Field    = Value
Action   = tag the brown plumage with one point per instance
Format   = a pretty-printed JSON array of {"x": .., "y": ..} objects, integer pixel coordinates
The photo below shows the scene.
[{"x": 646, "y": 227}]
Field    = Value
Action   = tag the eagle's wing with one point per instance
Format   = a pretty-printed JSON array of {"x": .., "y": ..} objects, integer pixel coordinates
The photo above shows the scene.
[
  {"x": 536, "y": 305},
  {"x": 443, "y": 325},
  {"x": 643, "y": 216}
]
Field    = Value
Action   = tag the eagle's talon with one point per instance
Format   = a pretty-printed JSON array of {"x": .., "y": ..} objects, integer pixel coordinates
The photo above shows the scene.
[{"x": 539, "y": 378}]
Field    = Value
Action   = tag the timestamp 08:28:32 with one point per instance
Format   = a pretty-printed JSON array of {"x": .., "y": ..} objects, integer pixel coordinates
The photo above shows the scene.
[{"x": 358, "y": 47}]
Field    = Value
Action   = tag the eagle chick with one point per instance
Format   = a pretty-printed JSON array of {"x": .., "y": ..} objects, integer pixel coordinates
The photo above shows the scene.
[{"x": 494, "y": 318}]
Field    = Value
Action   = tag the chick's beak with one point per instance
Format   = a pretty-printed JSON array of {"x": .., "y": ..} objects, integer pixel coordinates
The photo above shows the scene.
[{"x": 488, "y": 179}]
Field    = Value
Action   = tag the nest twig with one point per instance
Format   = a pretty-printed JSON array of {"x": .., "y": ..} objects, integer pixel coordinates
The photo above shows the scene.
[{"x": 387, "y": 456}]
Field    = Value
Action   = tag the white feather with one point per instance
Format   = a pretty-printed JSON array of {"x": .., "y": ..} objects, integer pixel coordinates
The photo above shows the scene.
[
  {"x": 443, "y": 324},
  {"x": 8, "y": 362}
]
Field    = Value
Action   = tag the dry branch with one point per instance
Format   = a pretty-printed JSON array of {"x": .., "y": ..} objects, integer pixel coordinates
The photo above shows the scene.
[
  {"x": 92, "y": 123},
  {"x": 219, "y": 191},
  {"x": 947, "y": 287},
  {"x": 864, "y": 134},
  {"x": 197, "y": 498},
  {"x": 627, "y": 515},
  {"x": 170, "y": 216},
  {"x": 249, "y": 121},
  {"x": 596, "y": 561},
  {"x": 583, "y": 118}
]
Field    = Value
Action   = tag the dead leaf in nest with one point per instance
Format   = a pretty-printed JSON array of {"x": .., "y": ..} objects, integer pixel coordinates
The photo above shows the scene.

[DIRECTIONS]:
Count the lines in the records above that contain the string "with"; case counts. Reply only the number.

[EXPECTED ANSWER]:
10